Records to use>
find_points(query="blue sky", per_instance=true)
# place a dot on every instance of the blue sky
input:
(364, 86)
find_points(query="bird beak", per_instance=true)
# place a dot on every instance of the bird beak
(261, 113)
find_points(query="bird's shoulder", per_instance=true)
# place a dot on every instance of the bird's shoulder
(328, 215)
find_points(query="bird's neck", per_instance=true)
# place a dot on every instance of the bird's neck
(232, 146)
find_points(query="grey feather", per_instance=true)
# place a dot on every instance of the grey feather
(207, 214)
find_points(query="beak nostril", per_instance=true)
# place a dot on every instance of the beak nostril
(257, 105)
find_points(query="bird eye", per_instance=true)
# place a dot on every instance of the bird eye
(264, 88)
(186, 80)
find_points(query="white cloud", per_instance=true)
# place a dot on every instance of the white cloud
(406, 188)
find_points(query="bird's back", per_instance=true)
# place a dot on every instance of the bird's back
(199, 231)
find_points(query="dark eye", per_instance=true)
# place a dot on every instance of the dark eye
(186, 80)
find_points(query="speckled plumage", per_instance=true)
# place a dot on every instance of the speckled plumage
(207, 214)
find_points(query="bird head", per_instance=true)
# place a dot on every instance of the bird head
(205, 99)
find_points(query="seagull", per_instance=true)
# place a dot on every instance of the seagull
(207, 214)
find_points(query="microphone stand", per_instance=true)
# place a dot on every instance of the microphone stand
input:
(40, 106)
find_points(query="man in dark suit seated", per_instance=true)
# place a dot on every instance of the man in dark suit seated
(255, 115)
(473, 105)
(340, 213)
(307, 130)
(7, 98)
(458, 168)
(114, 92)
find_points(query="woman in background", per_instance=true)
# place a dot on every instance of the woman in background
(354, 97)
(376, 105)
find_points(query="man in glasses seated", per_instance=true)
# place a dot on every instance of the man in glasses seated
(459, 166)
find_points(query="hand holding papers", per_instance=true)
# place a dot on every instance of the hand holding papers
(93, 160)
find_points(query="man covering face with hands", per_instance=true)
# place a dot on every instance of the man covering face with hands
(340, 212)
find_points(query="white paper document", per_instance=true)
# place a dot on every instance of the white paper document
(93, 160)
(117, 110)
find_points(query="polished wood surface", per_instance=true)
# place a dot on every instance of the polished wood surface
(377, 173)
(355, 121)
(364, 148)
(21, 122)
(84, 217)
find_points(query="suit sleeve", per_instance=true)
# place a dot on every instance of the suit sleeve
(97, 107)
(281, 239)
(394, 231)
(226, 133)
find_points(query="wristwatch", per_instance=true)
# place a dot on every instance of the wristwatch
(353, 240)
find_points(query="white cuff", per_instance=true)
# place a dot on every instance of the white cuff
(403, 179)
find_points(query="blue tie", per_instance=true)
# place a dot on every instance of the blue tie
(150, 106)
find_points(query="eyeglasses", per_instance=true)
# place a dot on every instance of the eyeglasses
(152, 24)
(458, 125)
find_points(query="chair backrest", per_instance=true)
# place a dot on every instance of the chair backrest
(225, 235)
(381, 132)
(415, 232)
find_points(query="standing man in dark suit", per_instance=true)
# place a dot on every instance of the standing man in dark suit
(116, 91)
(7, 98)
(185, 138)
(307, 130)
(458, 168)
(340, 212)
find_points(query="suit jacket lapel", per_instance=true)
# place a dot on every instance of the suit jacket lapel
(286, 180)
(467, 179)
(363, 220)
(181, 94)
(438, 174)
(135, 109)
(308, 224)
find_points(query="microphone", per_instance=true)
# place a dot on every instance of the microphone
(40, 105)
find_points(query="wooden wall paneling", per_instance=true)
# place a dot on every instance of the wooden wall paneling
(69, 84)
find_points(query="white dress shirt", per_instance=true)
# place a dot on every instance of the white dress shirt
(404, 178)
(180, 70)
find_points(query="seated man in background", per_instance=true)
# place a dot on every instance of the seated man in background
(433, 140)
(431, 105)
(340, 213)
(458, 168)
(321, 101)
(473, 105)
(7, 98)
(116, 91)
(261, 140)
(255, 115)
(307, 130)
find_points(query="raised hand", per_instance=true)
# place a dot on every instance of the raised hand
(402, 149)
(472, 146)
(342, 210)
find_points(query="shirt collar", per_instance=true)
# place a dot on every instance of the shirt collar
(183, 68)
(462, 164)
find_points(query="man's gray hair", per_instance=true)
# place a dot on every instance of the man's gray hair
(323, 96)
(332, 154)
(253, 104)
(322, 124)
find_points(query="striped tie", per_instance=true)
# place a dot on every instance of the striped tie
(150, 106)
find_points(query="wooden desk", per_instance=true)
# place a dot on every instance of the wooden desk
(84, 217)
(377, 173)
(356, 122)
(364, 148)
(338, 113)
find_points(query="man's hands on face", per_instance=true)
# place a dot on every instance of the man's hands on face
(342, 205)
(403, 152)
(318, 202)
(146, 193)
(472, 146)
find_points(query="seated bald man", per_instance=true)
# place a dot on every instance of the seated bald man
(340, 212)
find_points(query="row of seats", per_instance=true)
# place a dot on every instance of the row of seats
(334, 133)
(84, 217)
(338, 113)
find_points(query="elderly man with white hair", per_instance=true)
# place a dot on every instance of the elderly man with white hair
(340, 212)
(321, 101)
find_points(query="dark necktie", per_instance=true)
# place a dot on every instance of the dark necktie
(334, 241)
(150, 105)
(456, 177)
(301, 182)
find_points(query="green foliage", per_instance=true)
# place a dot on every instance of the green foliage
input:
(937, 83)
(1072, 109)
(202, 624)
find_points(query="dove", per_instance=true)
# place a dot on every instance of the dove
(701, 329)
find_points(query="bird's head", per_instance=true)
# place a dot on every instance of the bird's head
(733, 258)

Task>
Print each record word for word.

Answer section>
find_points(query="blue sky", per_instance=true)
# place a dot on every instance of the blue sky
input:
(364, 86)
find_points(query="bird beak", per_instance=true)
# place a dot on every instance of the bird beak
(261, 113)
find_points(query="bird's shoulder", per_instance=true)
# place a dot on every instance of the bird's shoulder
(328, 215)
find_points(query="bird's neck", per_instance=true)
# place a dot on every instance of the bird's neck
(232, 146)
find_points(query="grey feather", per_instance=true)
# place a dot on every instance of the grey feather
(207, 214)
find_points(query="beak nostril", per_instance=true)
# place a dot on every instance of the beak nostril
(257, 105)
find_points(query="bird eye", per_instance=true)
# place a dot on every instance of the bird eye
(264, 88)
(186, 80)
find_points(query="white cloud", per_instance=true)
# place a dot on every instance of the white cloud
(406, 188)
find_points(query="bird's back", per_instance=true)
# place a dot on every instance of the bird's back
(199, 231)
find_points(query="dark eye", per_instance=true)
# place a dot on every instance of the dark eye
(186, 80)
find_points(query="speckled plumage", per_instance=true)
# place a dot on every instance of the speckled plumage
(207, 214)
find_points(query="bird head", per_instance=true)
# place a dot on every instance of the bird head
(205, 99)
find_points(query="seagull", per_instance=true)
# place a dot on every instance of the seagull
(207, 214)
find_points(query="microphone stand", per_instance=true)
# place a dot on every instance of the microphone stand
input:
(40, 106)
find_points(query="man in dark suit seated", per_instance=true)
# place a dot on every instance of the man in dark suit seated
(255, 115)
(473, 105)
(340, 213)
(307, 130)
(7, 98)
(458, 168)
(114, 92)
find_points(query="woman in background", per_instance=true)
# place a dot on every instance of the woman in background
(354, 97)
(376, 105)
find_points(query="man in glasses seated", per_instance=true)
# place a dot on every instance of the man in glasses seated
(459, 166)
find_points(query="hand holding papers", per_instance=true)
# place a dot on every instance of the hand holding papers
(93, 160)
find_points(query="man covering face with hands", per_instance=true)
# place a dot on every instance of the man covering face with hands
(340, 212)
find_points(query="white paper document", per_instance=true)
# place a dot on every instance of the white paper document
(93, 160)
(117, 110)
find_points(query="polished wood surface", per_instance=true)
# place a dot on every instance of the polished wood surface
(377, 173)
(355, 121)
(364, 148)
(21, 122)
(84, 217)
find_points(query="suit sleeve", per_instance=true)
# place a dot on every instance of the suit sleeve
(97, 107)
(281, 239)
(394, 231)
(226, 133)
find_points(query="wristwatch", per_instance=true)
# place a dot on every instance of the wristwatch
(353, 240)
find_points(query="white cuff", per_instance=true)
# place a dot on every instance of the white cuff
(403, 179)
find_points(query="blue tie", per_instance=true)
# place a dot on every instance of the blue tie
(150, 106)
find_points(query="eyeglasses", per_instance=true)
# place a dot on every instance of the eyeglasses
(152, 24)
(458, 125)
find_points(query="chair backrest", per_instance=true)
# place a dot on every instance of the chair backrest
(225, 235)
(381, 132)
(415, 232)
find_points(query="standing man in dark suit", per_instance=true)
# place a dot on every instance of the standing man in dark suit
(116, 91)
(7, 98)
(185, 138)
(307, 130)
(458, 168)
(340, 212)
find_points(query="suit jacket lapel", per_instance=true)
# place a dot on every instance of the suit jacket lapel
(286, 180)
(467, 179)
(363, 220)
(181, 94)
(438, 174)
(135, 109)
(308, 224)
find_points(query="microphone", per_instance=true)
# place a dot on every instance of the microphone
(40, 105)
find_points(query="wooden wall paneling", per_instance=true)
# place a dot on every instance of the wooden wall paneling
(69, 84)
find_points(query="white dress shirt", per_instance=true)
# place a dot on every instance of the white dress shirt
(404, 178)
(180, 70)
find_points(query="seated man in background", per_instance=true)
# place a dot on every instance of the seated man in background
(433, 140)
(431, 105)
(340, 213)
(458, 168)
(321, 101)
(473, 105)
(7, 98)
(116, 91)
(261, 140)
(255, 115)
(307, 130)
find_points(query="raised hand", per_instance=true)
# place a dot on every instance of the raised hand
(402, 149)
(472, 146)
(342, 210)
find_points(query="shirt collar", per_instance=true)
# place a dot on every instance of the shirt collar
(183, 68)
(462, 164)
find_points(query="man's gray hair", per_instance=true)
# place a dot on every instance of the man's gray hair
(323, 96)
(332, 154)
(253, 104)
(322, 124)
find_points(query="striped tie", per_instance=true)
# place a dot on every instance of the striped tie
(150, 106)
find_points(query="wooden desk", per_instance=true)
# place a dot on every instance of the wooden desk
(84, 217)
(377, 173)
(356, 122)
(364, 148)
(338, 113)
find_points(query="man's hands on face", per_instance=true)
# place a dot on every instance of the man's hands on face
(342, 205)
(403, 152)
(318, 202)
(146, 193)
(472, 146)
find_points(query="seated bald man", per_instance=true)
# place a dot on every instance of the seated bald man
(340, 212)
find_points(query="row of seats", per_instance=true)
# place a dot on every instance of the row of seats
(334, 133)
(84, 217)
(338, 113)
find_points(query="elderly man with white hair", per_instance=true)
# place a dot on every instance of the elderly man with white hair
(340, 212)
(321, 101)
find_points(query="dark necktie", per_instance=true)
# place a dot on every instance of the dark necktie
(334, 241)
(150, 105)
(456, 177)
(301, 182)
find_points(query="green foliage", per_instance=true)
# place a dot on every instance of the green foliage
input:
(937, 83)
(1072, 109)
(202, 624)
find_points(query="dove", per_instance=true)
# place a dot on every instance of the dove
(701, 329)
find_points(query="bird's head", per_instance=true)
# place a dot on every instance of the bird's head
(733, 258)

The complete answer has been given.